**Request A**
Rewrite the passage of the lecture remarks starting with "This is Diaspora" and going on through "a hostile environment.", changing "instant communications" to "rapid communications".
**Request B**
According to the lecture remarks, on what date was the Inaugural CSCSD Lecture held?
**Request C**
Name everyone the speaker addresses in the opening salutation of the lecture remarks.
** start Page text **
[creating the centre] | [inaugural lecture] | [official opening]
Creating the Centre

Introductory remarks by Professor Anthony Reid at the Inaugural CSCSD Lecture on 26 February 1999 at the Australian National University

Vice-Chancellor, Your Excellencies, Gungwu, Friends

There is a legend in India about the first migration of Parsee refugees from Iran many centuries ago. Their leader was brought to the King by a minister who denounced them and demanded expulsion, because the country was already full. He asked for a glass of milk, filled to the brim; then took a pinch of sugar and sprinkled it in. Noting that it had not overflowed he presented the glass to the king saying, 'You are the milk, we are the sugar; you will know of our presence only by the sweetness which suffuses the whole'.

This is Diaspora at its best, in a fashion we know well in Australia. The rich abundance of cultures and ideas has manifestly savoured and sweetened Australian society. The violent demonstrations by the Kurdish PKK movement around the world last week show a less attractive face of modern diasporas, equally part of their nature in our time.

The extraordinary mobility of populations in the globalising world, together with the core of instant communications around that world, have given a new urgency on a very old phenomenon - a spatially dispersed minority which nevertheless feels some kinship or has that kinship thrust upon it by a hostile environment.
** end Page text **
** start Excerpted data **
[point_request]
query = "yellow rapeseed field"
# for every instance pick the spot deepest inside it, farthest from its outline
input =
** end Excerpted data **
** start Excerpted data **
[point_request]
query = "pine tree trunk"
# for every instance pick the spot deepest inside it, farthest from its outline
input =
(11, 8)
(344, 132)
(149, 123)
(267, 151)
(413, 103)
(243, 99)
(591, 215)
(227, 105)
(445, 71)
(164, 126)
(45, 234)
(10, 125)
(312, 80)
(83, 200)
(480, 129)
** end Excerpted data **
**Full output A**
This is Diaspora at its best, in a fashion we know well in Australia. The rich abundance of cultures and ideas has manifestly savoured and sweetened Australian society. The violent demonstrations by the Kurdish PKK movement around the world last week show a less attractive face of modern diasporas, equally part of their nature in our time.

The extraordinary mobility of populations in the globalising world, together with the core of rapid communications around that world, have given a new urgency on a very old phenomenon - a spatially dispersed minority which nevertheless feels some kinship or has that kinship thrust upon it by a hostile environment.

**Full output B**
26 February 1999

**Full output C**
Vice-Chancellor, Your Excellencies, Gungwu, Friends